==== AVAILABLE DATA

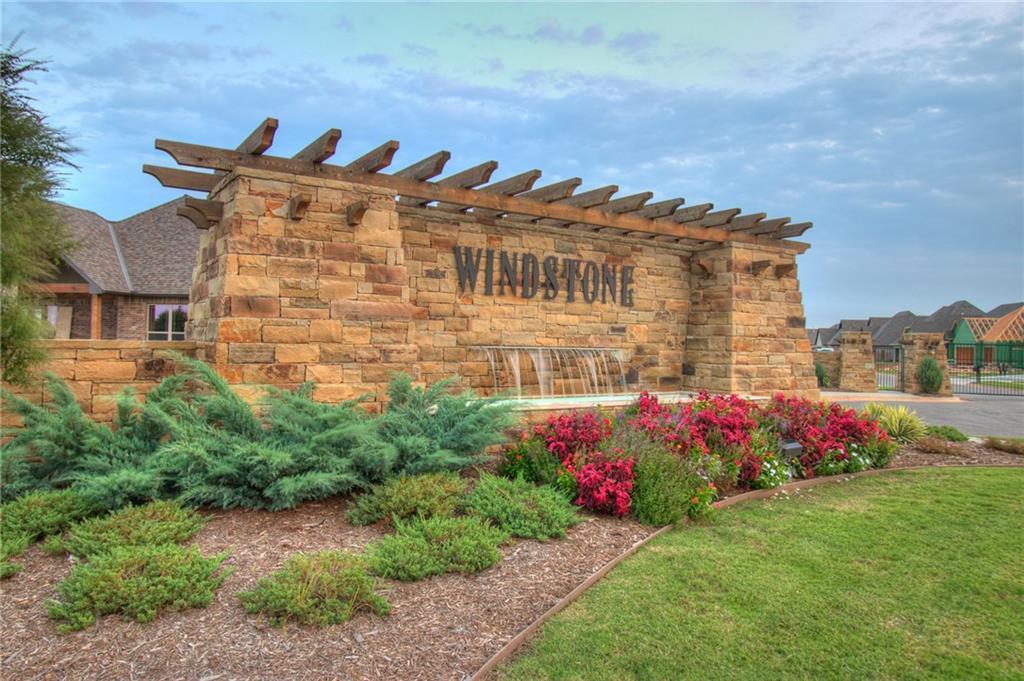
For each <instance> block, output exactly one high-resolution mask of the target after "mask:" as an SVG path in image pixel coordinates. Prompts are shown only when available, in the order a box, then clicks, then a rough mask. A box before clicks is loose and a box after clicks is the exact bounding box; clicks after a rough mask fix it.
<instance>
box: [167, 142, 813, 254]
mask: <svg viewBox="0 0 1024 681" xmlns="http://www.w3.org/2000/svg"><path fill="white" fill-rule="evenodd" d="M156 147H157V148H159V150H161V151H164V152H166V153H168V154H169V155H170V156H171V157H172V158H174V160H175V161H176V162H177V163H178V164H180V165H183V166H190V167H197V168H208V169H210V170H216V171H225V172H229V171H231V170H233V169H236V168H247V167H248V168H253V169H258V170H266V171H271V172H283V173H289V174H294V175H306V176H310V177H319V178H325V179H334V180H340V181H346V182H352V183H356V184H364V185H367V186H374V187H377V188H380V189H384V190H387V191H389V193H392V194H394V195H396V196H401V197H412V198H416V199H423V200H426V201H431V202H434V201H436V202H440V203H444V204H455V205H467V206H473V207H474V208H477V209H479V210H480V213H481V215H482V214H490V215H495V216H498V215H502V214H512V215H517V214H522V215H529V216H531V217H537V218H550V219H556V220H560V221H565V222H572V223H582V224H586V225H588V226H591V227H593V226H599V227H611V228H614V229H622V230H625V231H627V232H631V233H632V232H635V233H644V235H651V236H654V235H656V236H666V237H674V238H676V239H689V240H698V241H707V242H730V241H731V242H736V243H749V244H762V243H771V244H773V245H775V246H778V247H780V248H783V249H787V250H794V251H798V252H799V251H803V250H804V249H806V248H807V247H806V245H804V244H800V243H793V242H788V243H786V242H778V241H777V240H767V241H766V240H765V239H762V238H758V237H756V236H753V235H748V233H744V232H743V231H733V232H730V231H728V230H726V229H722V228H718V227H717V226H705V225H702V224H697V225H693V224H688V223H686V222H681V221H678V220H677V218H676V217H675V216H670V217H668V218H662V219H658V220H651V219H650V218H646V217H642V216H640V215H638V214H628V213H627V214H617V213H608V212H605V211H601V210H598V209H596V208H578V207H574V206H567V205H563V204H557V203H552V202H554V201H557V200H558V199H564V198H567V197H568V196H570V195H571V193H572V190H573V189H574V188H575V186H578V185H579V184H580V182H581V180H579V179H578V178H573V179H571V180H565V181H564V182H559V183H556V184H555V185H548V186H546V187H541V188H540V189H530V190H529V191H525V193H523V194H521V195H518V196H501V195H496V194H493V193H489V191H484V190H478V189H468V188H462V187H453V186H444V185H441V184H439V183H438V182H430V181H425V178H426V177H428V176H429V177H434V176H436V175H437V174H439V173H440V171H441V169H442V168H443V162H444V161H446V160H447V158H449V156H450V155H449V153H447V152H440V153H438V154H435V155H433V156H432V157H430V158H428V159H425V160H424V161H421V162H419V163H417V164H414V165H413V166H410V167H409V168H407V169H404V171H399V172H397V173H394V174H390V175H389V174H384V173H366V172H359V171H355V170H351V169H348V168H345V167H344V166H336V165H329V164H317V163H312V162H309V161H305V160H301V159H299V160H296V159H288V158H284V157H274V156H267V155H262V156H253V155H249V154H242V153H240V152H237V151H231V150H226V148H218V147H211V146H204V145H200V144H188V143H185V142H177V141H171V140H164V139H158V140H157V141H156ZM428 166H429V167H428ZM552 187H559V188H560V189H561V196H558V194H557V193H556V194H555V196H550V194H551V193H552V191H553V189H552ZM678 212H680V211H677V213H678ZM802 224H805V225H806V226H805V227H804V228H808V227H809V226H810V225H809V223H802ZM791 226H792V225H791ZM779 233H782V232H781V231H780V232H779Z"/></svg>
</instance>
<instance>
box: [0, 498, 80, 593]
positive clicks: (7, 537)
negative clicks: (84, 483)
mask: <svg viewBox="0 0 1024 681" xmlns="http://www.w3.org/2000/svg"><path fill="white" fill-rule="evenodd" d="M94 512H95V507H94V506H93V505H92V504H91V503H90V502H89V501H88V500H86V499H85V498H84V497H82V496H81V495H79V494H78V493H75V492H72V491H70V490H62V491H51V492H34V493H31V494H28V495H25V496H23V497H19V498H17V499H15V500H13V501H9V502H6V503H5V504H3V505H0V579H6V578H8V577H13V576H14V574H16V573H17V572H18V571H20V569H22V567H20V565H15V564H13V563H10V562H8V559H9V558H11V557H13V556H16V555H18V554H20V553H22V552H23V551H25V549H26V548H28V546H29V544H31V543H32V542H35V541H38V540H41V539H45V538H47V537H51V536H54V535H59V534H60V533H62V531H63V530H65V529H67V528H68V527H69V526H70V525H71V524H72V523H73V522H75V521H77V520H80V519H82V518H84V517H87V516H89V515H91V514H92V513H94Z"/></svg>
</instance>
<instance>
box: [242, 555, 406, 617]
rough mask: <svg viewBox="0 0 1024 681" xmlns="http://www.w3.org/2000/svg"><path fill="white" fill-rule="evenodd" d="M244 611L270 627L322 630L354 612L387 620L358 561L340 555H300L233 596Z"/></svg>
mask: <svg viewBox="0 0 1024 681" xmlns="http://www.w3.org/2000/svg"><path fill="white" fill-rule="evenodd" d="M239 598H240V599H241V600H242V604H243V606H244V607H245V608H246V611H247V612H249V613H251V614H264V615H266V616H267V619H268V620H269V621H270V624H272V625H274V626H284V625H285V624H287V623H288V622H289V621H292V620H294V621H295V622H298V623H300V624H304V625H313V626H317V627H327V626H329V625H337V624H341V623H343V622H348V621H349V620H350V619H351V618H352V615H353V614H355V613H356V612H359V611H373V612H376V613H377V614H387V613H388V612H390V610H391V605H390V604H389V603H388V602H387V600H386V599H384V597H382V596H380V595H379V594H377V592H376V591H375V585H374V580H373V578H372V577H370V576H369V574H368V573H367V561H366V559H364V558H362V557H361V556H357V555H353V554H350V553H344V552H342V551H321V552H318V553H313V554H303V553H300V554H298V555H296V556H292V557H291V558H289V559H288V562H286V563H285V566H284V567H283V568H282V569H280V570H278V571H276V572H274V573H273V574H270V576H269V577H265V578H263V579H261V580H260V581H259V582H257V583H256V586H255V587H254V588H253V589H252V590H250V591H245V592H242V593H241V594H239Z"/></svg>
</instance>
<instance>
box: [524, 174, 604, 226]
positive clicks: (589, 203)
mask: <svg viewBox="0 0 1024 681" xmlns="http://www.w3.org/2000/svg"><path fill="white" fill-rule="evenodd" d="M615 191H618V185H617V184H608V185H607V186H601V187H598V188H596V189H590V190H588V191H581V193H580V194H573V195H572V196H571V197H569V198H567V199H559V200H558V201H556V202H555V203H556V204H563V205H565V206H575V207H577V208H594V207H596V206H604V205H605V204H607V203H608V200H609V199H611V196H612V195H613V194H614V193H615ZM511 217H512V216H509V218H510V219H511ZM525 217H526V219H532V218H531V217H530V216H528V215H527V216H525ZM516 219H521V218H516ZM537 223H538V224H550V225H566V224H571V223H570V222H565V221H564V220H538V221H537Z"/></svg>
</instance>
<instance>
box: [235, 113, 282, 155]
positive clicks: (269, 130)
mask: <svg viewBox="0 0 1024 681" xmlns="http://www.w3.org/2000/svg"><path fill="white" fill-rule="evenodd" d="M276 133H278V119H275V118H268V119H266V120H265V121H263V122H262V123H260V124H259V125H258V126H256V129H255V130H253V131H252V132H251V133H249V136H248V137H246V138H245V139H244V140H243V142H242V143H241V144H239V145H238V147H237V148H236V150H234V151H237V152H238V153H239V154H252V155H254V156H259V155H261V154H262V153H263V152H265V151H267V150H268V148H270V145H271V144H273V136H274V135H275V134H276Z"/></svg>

========
==== AVAILABLE DATA

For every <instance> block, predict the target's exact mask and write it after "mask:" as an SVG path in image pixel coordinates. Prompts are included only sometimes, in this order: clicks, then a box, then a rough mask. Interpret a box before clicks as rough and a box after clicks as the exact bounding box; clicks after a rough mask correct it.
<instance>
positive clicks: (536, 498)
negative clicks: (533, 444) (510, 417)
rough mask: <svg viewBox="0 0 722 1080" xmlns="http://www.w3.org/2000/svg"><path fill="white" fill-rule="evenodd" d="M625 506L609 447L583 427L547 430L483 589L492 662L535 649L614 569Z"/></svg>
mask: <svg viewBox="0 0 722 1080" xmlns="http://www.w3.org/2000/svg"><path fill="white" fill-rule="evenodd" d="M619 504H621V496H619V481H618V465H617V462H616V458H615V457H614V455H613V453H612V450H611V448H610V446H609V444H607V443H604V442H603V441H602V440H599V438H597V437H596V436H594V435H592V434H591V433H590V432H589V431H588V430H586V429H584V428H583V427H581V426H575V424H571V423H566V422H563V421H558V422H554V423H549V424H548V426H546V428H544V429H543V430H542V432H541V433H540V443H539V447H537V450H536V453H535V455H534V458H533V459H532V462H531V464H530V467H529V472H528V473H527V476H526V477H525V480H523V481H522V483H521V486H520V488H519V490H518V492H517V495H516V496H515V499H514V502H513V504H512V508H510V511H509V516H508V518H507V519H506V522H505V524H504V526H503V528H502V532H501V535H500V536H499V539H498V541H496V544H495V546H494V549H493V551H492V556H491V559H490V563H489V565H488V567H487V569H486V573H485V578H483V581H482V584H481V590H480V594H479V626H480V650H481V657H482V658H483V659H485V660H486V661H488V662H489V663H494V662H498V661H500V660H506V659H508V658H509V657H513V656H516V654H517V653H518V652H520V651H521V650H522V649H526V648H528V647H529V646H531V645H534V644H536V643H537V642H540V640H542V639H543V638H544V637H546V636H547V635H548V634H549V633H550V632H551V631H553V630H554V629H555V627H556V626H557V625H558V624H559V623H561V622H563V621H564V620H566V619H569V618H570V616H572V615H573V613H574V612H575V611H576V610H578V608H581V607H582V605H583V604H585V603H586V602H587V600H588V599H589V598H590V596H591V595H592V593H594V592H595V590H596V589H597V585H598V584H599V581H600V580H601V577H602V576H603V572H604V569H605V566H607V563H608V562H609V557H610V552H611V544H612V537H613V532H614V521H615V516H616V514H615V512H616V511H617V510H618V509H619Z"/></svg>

========
==== AVAILABLE DATA

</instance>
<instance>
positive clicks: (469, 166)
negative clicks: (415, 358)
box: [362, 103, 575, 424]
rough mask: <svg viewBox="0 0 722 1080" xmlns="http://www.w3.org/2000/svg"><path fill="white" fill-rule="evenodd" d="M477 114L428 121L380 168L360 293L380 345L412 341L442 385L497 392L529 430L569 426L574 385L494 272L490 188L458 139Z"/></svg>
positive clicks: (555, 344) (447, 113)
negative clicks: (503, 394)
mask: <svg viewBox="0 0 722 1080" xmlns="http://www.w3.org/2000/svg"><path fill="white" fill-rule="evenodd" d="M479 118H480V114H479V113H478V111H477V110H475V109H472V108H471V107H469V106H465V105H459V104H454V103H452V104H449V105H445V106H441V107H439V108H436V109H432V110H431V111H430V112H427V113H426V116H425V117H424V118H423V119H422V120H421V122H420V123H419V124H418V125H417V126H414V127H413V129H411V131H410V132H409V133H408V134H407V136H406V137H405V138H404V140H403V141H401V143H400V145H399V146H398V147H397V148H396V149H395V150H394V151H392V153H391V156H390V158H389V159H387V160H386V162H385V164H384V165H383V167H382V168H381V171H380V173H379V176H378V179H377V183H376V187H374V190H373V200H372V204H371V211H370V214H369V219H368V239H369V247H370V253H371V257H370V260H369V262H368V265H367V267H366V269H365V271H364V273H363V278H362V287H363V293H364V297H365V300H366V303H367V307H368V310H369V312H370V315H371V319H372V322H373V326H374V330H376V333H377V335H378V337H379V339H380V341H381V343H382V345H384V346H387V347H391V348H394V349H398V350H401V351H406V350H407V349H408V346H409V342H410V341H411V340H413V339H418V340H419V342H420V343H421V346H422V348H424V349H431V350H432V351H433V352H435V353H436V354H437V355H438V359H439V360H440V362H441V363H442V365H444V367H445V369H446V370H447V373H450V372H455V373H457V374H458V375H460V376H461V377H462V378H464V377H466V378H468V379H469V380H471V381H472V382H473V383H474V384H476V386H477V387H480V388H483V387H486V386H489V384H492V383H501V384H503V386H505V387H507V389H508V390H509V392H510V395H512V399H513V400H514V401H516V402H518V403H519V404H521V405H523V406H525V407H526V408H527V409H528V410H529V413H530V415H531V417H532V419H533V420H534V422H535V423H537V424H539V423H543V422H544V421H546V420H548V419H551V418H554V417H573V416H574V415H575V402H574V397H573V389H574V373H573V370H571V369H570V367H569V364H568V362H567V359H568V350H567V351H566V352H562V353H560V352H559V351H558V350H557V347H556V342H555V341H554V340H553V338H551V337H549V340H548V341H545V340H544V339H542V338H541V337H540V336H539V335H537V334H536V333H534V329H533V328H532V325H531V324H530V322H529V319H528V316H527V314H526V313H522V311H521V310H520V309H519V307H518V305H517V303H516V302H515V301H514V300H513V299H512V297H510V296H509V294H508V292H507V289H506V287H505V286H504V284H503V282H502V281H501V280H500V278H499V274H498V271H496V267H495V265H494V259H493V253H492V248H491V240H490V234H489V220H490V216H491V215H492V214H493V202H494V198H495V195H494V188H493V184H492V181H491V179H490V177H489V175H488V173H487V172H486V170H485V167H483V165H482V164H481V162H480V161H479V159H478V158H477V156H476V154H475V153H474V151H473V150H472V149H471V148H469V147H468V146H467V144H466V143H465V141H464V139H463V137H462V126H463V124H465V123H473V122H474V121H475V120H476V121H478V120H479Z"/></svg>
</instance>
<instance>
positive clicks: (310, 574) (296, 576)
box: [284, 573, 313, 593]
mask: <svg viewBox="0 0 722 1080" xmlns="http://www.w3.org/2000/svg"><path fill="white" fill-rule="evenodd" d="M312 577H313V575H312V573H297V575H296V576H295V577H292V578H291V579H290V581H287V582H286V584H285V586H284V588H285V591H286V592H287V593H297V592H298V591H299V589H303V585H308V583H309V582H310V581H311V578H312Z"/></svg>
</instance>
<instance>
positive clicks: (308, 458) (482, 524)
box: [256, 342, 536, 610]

========

WHAT IS NEEDED → Copy out each line of the data that includes the string "image".

EXERCISE RESULT →
For each <instance> block, output exactly one high-resolution mask of the target after "mask:" as an SVG path in image pixel coordinates. Prompts are shown only when available, in the order a box, then clicks, then a rough mask. A box before clicks is loose and a box after clicks is the exact bounding box; clicks after a rough mask fix it.
For every <instance> block, predict the target's exact mask and write it after "mask:" as an SVG path in image pixel coordinates. Prompts are included only sometimes, in this order: clicks, then a box, then a rough mask. Interpret a box before clicks as rough and a box after clicks as the exact bounding box; clicks after a rough mask correct it.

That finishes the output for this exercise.